___ Data for the task

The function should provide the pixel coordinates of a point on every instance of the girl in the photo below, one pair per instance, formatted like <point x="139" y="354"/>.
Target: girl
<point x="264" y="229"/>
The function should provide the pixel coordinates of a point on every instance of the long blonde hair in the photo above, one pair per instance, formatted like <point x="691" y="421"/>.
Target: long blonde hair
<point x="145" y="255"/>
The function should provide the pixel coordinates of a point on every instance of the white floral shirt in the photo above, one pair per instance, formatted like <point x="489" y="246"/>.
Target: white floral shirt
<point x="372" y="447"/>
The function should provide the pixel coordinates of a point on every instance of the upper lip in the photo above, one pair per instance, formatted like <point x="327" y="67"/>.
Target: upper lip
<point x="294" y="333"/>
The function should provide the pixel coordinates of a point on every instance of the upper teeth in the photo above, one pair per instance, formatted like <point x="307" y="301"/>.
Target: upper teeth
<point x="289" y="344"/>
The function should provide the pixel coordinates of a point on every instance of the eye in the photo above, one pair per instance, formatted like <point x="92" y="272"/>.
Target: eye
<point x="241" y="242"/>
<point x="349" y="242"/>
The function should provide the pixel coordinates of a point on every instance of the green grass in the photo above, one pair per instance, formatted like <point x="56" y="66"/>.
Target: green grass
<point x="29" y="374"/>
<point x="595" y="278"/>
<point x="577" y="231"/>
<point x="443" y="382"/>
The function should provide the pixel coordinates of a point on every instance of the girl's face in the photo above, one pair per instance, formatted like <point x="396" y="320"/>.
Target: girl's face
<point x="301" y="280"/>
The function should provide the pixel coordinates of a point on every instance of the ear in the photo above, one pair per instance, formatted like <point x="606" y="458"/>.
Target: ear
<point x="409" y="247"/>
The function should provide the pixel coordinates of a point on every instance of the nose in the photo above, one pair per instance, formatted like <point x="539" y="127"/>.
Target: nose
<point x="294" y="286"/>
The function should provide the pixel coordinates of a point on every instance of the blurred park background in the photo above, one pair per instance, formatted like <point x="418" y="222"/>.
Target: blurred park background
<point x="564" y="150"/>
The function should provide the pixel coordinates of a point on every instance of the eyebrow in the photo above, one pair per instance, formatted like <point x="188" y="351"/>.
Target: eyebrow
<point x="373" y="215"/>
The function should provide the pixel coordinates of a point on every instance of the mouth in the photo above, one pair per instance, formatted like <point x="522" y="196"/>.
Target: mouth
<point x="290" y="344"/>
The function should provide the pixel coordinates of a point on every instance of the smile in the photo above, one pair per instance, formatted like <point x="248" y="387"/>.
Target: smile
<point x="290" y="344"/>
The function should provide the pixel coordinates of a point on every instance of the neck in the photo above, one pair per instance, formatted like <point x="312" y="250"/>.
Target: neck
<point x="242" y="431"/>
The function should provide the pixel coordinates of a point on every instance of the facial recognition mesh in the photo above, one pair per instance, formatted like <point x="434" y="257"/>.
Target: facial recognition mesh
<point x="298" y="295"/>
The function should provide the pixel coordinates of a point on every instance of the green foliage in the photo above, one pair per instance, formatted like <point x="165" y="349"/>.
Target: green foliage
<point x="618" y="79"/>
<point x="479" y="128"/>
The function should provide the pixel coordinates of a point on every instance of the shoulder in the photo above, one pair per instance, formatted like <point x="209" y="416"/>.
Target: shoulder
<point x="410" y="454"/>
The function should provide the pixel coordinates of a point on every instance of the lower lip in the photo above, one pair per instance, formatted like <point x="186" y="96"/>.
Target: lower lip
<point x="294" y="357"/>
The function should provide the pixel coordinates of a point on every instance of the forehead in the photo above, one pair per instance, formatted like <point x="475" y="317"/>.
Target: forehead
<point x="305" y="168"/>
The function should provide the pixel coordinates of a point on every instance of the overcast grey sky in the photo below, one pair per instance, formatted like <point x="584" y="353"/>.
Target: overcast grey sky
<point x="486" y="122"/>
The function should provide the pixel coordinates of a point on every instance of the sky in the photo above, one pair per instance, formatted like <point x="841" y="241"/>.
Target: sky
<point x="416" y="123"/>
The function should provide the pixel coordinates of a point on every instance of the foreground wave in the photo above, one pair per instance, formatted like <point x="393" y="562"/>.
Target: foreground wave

______

Write out the data a second time, exactly the same.

### Exercise response
The function should provide the pixel coordinates of a point on every instance of the girl in the photo below, one pair per instance, formatted like <point x="139" y="354"/>.
Target: girl
<point x="264" y="229"/>
The function should provide the pixel coordinates of a point on every instance of the long blonde hair in the photo above, one pair per instance, formatted like <point x="691" y="421"/>.
Target: long blonde hair
<point x="145" y="255"/>
The function should provide the pixel coordinates of a point on every instance of the white floral shirt in the photo above, one pair per instance, formatted like <point x="489" y="246"/>.
Target: white floral shirt
<point x="372" y="447"/>
The function should provide the pixel coordinates of a point on every instance of the upper lip in the photo above, one pair per instance, formatted like <point x="327" y="67"/>.
Target: upper lip
<point x="294" y="333"/>
The function should provide the pixel coordinates of a point on every instance of the upper teeth in the photo above, one pair per instance, formatted like <point x="307" y="301"/>.
Target: upper teeth
<point x="289" y="344"/>
The function should provide the pixel coordinates of a point on every instance of the eye in the photo above, one pair per instance, formatted like <point x="92" y="272"/>.
Target: eye
<point x="241" y="242"/>
<point x="349" y="242"/>
The function should provide the pixel coordinates of a point on every instance of the green grass in the photo above, one pair per instance, formatted like <point x="56" y="66"/>.
Target: green grass
<point x="29" y="374"/>
<point x="595" y="278"/>
<point x="577" y="231"/>
<point x="443" y="382"/>
The function should provide the pixel coordinates of a point on every instance of the girl's face in the photo above, one pair per instance, formatted like <point x="396" y="320"/>.
Target: girl's face
<point x="301" y="280"/>
The function should provide the pixel coordinates of a point on every instance of the ear in the photo above, one pair per instance, formatted like <point x="606" y="458"/>.
Target: ear
<point x="409" y="247"/>
The function should provide the pixel coordinates of a point on every instance of the nose in the photo above, one pair per instance, formatted like <point x="539" y="127"/>.
Target: nose
<point x="294" y="286"/>
The function should provide the pixel coordinates of a point on every instance of the blurred park background in the photo above, one pair per instance, formatted like <point x="418" y="222"/>.
Target: blurred park background
<point x="564" y="150"/>
The function should provide the pixel coordinates of a point on every instance of the eyebrow in the photo above, one pair per instance, formatted like <point x="188" y="351"/>.
Target: eyebrow
<point x="373" y="215"/>
The function should provide the pixel coordinates of a point on every instance of the mouth in the photo above, one pair per instance, formatted like <point x="522" y="196"/>.
Target: mouth
<point x="290" y="344"/>
The function should provide the pixel coordinates of a point on every instance of the smile in the photo above, one pair per instance, formatted like <point x="248" y="387"/>.
Target: smile
<point x="290" y="344"/>
The function should provide the pixel coordinates of a point on every instance of the neck in the photo above, one pair per instance, formatted like <point x="312" y="250"/>.
Target: neck
<point x="242" y="431"/>
The function should provide the pixel coordinates of a point on every instance of the facial recognition mesh in the photo above, one pair per instance, formatted like <point x="434" y="257"/>.
Target: facial recognition mesh
<point x="298" y="295"/>
The function should provide the pixel coordinates of a point on every instance of the green foliage in the photo above, one pair per instance, formatted like <point x="165" y="349"/>.
Target: green foliage
<point x="618" y="79"/>
<point x="479" y="128"/>
The function should provide the pixel coordinates of a point on every instance of the shoulder in the photo above, one pair per instance, formatted like <point x="209" y="416"/>.
Target: shoulder
<point x="410" y="454"/>
The function should provide the pixel coordinates of a point on every instance of the lower lip in the photo above, one pair per instance, formatted like <point x="186" y="96"/>.
Target: lower lip
<point x="294" y="357"/>
The function should provide the pixel coordinates of a point on every instance of the forehead in the photo above, one pair per instance, formatted like <point x="475" y="317"/>.
Target: forehead
<point x="305" y="168"/>
The function should provide the pixel coordinates of a point on every instance of the overcast grey sky in the photo below, one pair per instance, formatted like <point x="584" y="353"/>.
Target: overcast grey sky
<point x="486" y="122"/>
The function should provide the pixel coordinates of a point on every instance of the sky in the photo above, one pair per instance, formatted like <point x="841" y="241"/>.
Target: sky
<point x="416" y="123"/>
The function should provide the pixel coordinates of a point on every instance of the foreground wave in the photo above, one pair per instance, formatted like <point x="393" y="562"/>.
Target: foreground wave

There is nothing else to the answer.